START Supplied text

The Element of Kindness.

Happy Day-After-Christmas, peeps.

Hope you had a good one, I spent most of mine bingeing The Dragon Prince first 2 1/2 seasons. (Not a recommendation, though it’s okay.) I was with family, my siblings and I had been wanting to watch it.

I was checking my stats today, and I have one post that’s had a total of 130+ views, including my own. (Why do blogs count your own views on your post?)

It’s A Strong Mind and a Soft Heart. (Link here: https://drybonestruth.wordpress.com/2017/06/20/a-strong-mind-and-a-soft-heart/)

I never expected it to be so popular, I based the title on a song by Steffany Gretzinger and Amanda Cook.  (https://www.youtube.com/watch?v=R-cVRxhnrY0)

It’s a bit rough, but the post is mainly about kindness and reason being blended together in our actions. The heart and the head not being separated, and how it is bad when they are.

I also said that even someone with a mental handicap might understand this better than a genius, and be wiser.

I still think that its true, in fact, I think it is more true now. Intelligence might be measured by IQ, but thank the Lord, Wisdom is not.

There is something I thought of after writing my Naruto review, it actually hit my before I finished the OG show, I talked about it with my sisters and they agreed. It’s kindness.

If you’ve seen the show, or a similar one, you’d probably agree. The characters themselves begin pointing it out after a certain season.

END Supplied text
START Given entries

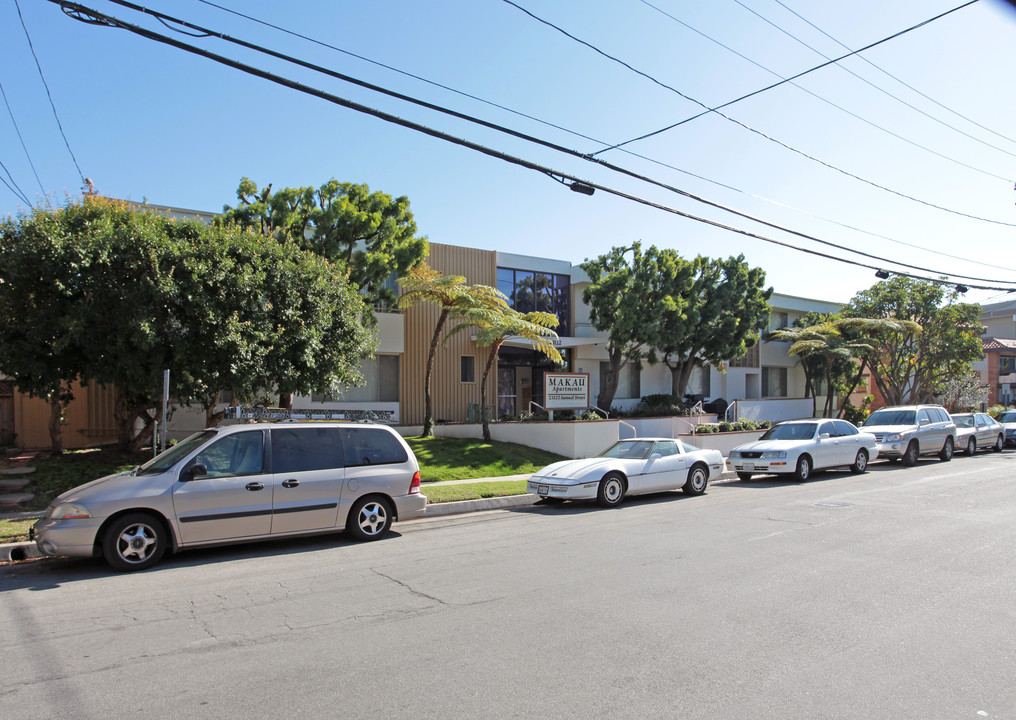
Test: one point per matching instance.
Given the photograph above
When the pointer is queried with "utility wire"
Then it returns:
(23, 146)
(858, 76)
(575, 133)
(897, 79)
(48, 93)
(91, 16)
(163, 17)
(753, 130)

END Given entries

Your assignment —
Go on with the blog post about kindness, picking up right after its final sentence.

Solved problem —
The Ninja world is highly cruel, and according to my mom, that’s a pretty accurate depiction of what real ninjas were like. In fact, the show’s portrayal is almost too real. One of the things that makes Naruto more than just an average Shonen anime is that it’s based on something that existed. Ninja and Samurai were both tools of the empire in Japan, used differently, and against each other. Ninjas used dark arts; secret ways;  things like that.

Of course it gets ridiculous on the show, but the disturbing element is that some of it, or most of it, isn’t all that much of an exaggeration.

It would be nice if I could say Japan was the only country that was like this (though not to Japan) but I can’t.

Every country is like this. Cruelty, if you look at human history, is not the exception but the rule of human dynasties, small societies, and everything in between.

No matter how you slice it, cruelty is nonsensical. People often speak and write of senseless cruelty, as if there was a cruelty that made sense; but if it makes sense, we’ll always find in the end, it was not cruelty.

It makes sense to use triage in a war or crisis, some people think of this as cruel, but in the end, it can save more lives than trying to treat everyone would. (Triage is a rating system that determines who gets treated first when there’s limited medical supplies and staff, which there always are, even in hospitals.)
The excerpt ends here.